I lavoratori portuali hanno protestato all’inizio dell’anno per altre interferenze dell’Unione europea. Le città francesi sono ora sotto assedio a causa di nuove politiche in materia di occupazione giovanile. Chi dirà a Chirac o a de Villepin che si sbagliano, che non rispettano gli orientamenti? Voi no, naturalmente. I francesi si governeranno da soli, come dovremmo fare tutti, in quanto democrazie adulte. Ma la cosa più disastrosa di tutte è l’orientamento 19: revisione costante degli incentivi e dei disincentivi derivanti dai sistemi fiscali e di indennità. Un collega stamattina ha già parlato di una politica fiscale comune. E’ questo l’inizio dell’armonizzazione delle politiche fiscali nell’Unione europea – che si era detto non ci sarebbe mai stata? Onorevoli colleghi, i vostri regimi fiscali sono in pericolo. Siete stati avvisati!

#### Esercizio assegnato A
Riporta tutte le espressioni del brano in cui compare la parola "fiscale" o "fiscali", insieme al nome a cui si riferisce.
#### Esercizio assegnato B
Rispondi a queste domande sul brano:
(i) Chi ha protestato all'inizio dell'anno?
(ii) Quale orientamento viene definito la cosa più disastrosa di tutte?
(iii) Di che cosa ha già parlato un collega stamattina?
#### Esercizio assegnato C
Secondo il brano, perché le città francesi sono ora sotto assedio?

#### Dati archiviati

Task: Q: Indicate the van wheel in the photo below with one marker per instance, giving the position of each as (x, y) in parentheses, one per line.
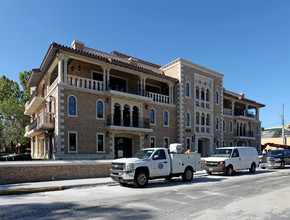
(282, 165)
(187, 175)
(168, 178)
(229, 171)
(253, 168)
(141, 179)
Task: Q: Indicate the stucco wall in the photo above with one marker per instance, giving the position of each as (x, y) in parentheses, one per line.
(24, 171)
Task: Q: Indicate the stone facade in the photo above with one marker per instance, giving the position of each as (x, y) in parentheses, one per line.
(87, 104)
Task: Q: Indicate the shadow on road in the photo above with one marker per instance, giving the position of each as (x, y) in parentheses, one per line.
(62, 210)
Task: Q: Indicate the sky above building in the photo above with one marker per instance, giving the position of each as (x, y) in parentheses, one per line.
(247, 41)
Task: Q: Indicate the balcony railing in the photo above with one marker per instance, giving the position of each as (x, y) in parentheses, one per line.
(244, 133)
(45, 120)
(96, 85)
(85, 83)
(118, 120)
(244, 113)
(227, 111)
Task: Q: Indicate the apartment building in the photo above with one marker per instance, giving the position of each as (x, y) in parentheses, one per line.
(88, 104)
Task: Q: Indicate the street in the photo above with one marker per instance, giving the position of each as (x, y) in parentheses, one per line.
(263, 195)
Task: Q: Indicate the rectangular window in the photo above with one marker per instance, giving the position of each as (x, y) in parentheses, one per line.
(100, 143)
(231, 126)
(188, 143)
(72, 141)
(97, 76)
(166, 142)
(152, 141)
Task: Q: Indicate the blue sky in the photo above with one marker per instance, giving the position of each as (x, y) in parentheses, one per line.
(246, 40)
---
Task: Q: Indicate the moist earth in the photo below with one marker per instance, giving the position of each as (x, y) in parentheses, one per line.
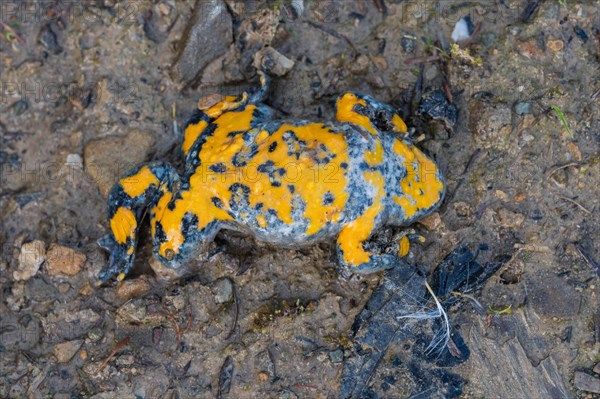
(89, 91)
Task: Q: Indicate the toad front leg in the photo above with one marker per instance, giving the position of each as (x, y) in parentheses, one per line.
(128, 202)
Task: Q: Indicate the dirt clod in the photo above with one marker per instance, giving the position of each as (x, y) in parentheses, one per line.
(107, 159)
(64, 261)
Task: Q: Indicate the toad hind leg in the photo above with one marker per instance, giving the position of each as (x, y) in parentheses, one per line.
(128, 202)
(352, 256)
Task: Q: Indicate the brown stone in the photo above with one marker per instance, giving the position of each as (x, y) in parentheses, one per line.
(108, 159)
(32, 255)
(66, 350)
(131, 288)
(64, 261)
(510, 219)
* * *
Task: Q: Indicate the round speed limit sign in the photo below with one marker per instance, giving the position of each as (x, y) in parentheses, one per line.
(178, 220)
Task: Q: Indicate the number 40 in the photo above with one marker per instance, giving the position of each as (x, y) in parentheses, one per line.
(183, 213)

#### Risposta A
sistemi fiscali
politica fiscale comune
politiche fiscali
regimi fiscali

#### Risposta B
(i) I lavoratori portuali.
(ii) L'orientamento 19.
(iii) Di una politica fiscale comune.

#### Risposta C
Le città francesi sono sotto assedio a causa di nuove politiche in materia di occupazione giovanile.